:: Provided data

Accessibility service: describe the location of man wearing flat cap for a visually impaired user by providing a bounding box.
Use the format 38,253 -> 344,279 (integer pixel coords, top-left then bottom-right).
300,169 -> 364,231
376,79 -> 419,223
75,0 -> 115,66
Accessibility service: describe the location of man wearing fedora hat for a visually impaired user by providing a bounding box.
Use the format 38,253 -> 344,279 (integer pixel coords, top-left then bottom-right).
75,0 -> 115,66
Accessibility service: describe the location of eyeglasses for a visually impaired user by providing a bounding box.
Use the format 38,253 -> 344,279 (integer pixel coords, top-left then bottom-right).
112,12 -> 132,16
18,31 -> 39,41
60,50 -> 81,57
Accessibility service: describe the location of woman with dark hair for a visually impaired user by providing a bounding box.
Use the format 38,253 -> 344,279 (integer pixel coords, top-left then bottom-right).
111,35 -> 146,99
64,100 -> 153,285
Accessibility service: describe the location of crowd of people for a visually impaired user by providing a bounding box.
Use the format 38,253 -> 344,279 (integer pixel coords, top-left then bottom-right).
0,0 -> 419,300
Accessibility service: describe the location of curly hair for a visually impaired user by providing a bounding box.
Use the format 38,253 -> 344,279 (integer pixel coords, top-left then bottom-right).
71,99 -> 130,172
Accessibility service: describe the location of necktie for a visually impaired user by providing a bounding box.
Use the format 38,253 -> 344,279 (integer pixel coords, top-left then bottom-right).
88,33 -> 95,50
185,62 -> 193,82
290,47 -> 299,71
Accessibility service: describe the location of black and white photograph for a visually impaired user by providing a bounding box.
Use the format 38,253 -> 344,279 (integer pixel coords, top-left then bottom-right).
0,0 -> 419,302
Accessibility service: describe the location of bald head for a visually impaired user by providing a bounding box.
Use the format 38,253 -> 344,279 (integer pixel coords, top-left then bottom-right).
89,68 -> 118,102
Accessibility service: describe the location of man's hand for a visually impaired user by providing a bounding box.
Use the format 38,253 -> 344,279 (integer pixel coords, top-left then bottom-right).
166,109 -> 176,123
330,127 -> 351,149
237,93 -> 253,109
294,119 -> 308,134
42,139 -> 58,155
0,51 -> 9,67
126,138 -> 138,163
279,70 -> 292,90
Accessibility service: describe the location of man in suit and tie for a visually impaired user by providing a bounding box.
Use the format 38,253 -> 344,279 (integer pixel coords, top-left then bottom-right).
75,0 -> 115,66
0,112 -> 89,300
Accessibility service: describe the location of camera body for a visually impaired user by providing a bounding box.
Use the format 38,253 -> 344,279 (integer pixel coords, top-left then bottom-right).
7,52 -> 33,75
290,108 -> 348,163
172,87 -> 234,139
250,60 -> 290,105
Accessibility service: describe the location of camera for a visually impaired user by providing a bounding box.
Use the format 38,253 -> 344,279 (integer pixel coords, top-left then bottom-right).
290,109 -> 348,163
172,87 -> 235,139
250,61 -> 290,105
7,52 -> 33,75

::::
:: Provided data

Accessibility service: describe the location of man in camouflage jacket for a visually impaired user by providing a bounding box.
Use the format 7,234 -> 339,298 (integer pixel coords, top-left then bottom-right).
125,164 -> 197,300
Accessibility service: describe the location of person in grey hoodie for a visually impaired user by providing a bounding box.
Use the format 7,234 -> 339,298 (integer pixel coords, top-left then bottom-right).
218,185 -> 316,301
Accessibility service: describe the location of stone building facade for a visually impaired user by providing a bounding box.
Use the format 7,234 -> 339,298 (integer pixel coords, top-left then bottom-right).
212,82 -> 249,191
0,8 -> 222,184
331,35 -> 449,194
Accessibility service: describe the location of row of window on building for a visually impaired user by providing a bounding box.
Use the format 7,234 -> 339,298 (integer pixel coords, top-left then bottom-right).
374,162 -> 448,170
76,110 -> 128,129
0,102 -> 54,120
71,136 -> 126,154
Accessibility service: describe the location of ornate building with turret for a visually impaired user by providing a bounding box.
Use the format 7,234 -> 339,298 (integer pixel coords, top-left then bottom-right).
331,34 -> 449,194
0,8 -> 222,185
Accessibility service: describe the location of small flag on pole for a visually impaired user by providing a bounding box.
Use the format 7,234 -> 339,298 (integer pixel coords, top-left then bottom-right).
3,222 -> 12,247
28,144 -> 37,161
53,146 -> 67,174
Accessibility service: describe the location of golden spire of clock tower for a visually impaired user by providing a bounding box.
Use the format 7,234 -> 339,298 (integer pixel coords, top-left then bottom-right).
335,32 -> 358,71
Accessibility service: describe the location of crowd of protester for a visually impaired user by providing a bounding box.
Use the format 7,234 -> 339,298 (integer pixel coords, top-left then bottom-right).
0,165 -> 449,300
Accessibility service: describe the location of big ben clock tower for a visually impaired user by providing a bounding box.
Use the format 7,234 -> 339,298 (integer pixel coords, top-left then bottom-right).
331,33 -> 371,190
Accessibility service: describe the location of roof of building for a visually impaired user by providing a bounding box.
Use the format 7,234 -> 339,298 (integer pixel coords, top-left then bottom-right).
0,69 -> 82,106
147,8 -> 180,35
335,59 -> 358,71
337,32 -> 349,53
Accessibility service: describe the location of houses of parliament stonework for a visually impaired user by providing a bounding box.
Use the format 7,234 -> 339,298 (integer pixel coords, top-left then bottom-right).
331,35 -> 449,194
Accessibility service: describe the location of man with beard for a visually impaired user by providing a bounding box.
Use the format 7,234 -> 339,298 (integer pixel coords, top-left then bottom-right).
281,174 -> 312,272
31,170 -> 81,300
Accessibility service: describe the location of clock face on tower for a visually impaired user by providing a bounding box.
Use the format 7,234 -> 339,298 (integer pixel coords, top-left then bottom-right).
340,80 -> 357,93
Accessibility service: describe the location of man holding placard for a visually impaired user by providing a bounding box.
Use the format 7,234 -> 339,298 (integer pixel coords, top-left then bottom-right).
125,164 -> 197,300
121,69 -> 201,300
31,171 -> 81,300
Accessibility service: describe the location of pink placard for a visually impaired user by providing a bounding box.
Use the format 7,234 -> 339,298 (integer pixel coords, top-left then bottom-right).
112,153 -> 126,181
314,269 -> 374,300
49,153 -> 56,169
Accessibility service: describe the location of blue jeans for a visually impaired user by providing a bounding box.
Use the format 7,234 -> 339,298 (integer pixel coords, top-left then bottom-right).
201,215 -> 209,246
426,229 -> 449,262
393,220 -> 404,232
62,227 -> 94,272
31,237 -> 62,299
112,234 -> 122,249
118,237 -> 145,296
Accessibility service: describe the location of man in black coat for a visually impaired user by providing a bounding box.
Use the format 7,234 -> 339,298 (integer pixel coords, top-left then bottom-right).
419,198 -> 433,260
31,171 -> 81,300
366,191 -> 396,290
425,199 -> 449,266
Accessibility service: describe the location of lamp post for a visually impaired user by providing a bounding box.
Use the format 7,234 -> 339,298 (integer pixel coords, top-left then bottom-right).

::::

Recast the material from the line containing "Accessibility service: describe the location of person" through the line containing "218,185 -> 316,301", both included, as a JSON list of strings with one string per line and blank lines left out.

[
  "Accessibility service: describe the location of person in grey hoodie for a visually impaired user by providing a bounding box.",
  "Use the format 7,234 -> 339,298 (integer pixel coords, top-left then bottom-right).",
  "218,185 -> 316,301"
]